▶ Your task: Transcribe the text of every item below verbatim, leaving out the pictures.
##### Supplied records #####
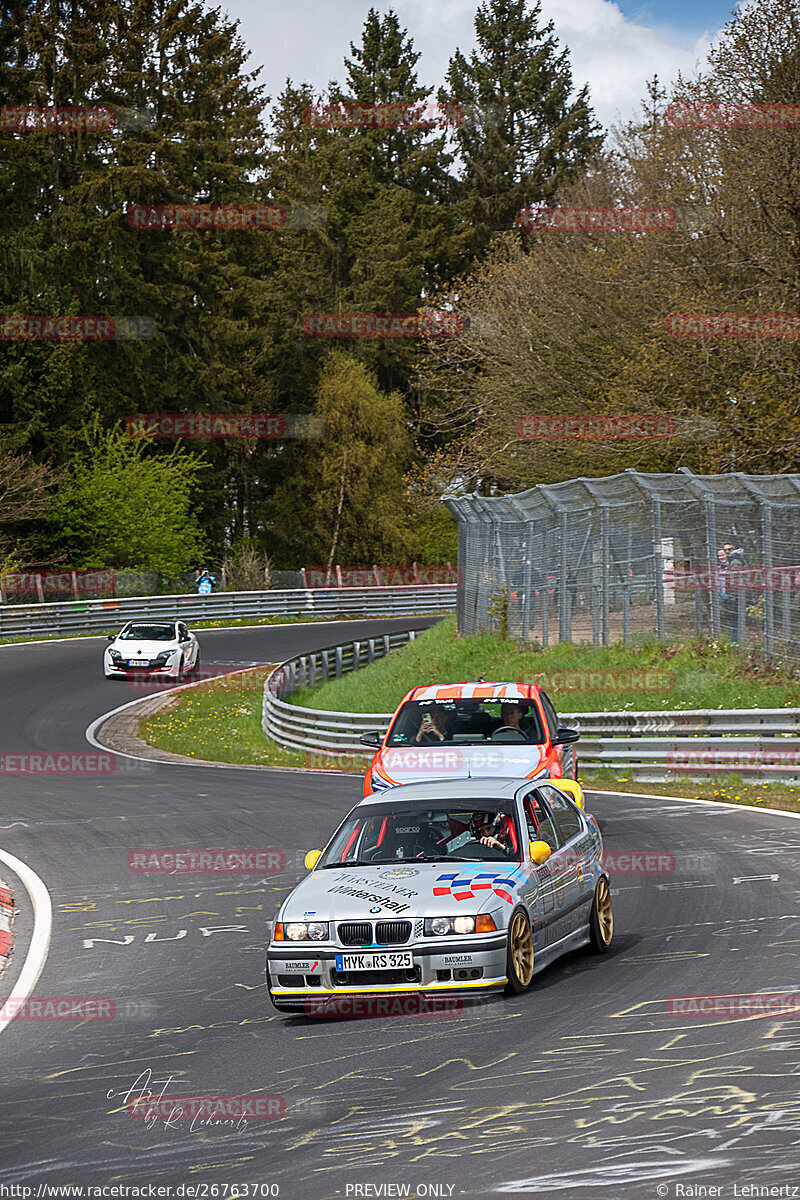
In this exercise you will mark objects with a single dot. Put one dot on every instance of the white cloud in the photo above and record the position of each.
(307, 41)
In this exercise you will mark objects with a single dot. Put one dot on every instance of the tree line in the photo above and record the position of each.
(405, 219)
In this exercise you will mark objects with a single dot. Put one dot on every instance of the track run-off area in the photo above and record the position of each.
(589, 1085)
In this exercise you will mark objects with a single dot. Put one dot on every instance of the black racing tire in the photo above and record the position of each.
(519, 954)
(601, 918)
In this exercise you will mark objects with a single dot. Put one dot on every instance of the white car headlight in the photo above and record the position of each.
(306, 930)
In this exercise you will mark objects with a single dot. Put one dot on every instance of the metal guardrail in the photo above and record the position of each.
(758, 743)
(101, 616)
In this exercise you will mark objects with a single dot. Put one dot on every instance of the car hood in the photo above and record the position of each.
(423, 889)
(142, 649)
(414, 765)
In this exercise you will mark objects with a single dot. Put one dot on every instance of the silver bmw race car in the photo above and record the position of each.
(456, 888)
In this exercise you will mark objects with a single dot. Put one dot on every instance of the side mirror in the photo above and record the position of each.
(540, 852)
(312, 858)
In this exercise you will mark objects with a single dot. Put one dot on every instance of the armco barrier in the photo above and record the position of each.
(98, 616)
(761, 744)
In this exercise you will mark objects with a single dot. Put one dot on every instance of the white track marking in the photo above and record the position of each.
(40, 942)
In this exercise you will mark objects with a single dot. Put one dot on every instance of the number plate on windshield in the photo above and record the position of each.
(390, 961)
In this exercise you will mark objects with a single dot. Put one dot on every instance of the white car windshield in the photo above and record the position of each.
(453, 834)
(148, 634)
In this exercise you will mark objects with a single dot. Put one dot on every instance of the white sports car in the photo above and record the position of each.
(155, 649)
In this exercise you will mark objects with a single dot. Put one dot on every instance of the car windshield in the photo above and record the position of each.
(148, 634)
(467, 723)
(458, 833)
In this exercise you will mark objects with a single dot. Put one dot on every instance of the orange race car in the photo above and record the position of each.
(468, 730)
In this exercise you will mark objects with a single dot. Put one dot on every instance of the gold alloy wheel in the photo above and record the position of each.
(605, 915)
(521, 945)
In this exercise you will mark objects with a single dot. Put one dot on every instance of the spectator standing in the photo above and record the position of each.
#####
▶ Solution to the exercise:
In this exercise you will mark objects with a single dot. Put one dot on every instance of the white cloud in the photo above and record the position of each.
(307, 41)
In this exercise you will mark objects with a single dot. Put one dot on every instance of the tree line in the photo above and record the position of each.
(405, 219)
In this exercise you will mark objects with a single dot. Put one dot on every instance of the track run-off area in the photo above and record the position of each.
(589, 1085)
In this exercise you will mark objects with a single dot. Put one dot on every instance of the black racing tire in the photo above and record the position of each.
(519, 954)
(601, 918)
In this exercise you will mark objects with a single dot. Put one dot on every instance of the white car headlight in the photo above and record the position of each.
(306, 930)
In this exercise you will mark objects with a single dot. Put one dot on every instance of the metal guardrail in the photo above and record the position of each.
(758, 743)
(101, 616)
In this exercise you will mark objects with a single dot. Put one dot on every instance of the car hood in the photo above and record the position of each.
(423, 889)
(142, 649)
(414, 765)
In this exercise you will mark objects with a single dot. Put one dot on every instance of the silver bmw race car in the photo above and record the position of each.
(456, 888)
In this exercise you will mark objects with a single dot. Put one dot on every instance of the side mirror in the photo above and record the position of each.
(540, 852)
(312, 858)
In this exercise you will mark objects with a single dot. Put one dot on every instance of the armco barrier in the photo above and record the position of each.
(98, 616)
(761, 744)
In this exercise you will mark objects with a single dot. Put one dot on every instance of the white track marking in the photo above and record the position of each.
(40, 942)
In this exercise you will mark objects with a single dot. Put one dot on every instance of the number plate on windshield in the photo above and record the position of each.
(390, 961)
In this exercise you will mark objects with a single dot. Put one dot on every instance of the white car windshield in the photo above and record the position of each.
(453, 834)
(148, 634)
In this exercise you will mark objects with a single dot. Put one dot on every instance of the white sports car in the photo above and record the position of each.
(155, 649)
In this exercise you will mark objects with a single dot. Put one dot on every instance of the car windshield in the photo above and record the position of each.
(148, 634)
(467, 723)
(458, 833)
In this exercise you will mark objects with a single dot. Put one dot on every instance of the orange race car in the photo above and record the position of each.
(468, 730)
In this exercise you will mark objects with a single dot. Put one dot on every instance of the gold alloy wheel in the photo above and record the position of each.
(605, 915)
(521, 945)
In this exercise you will mark objects with a single dot. Put one dot on every instance of the spectator standing in the photo above and record the position of each.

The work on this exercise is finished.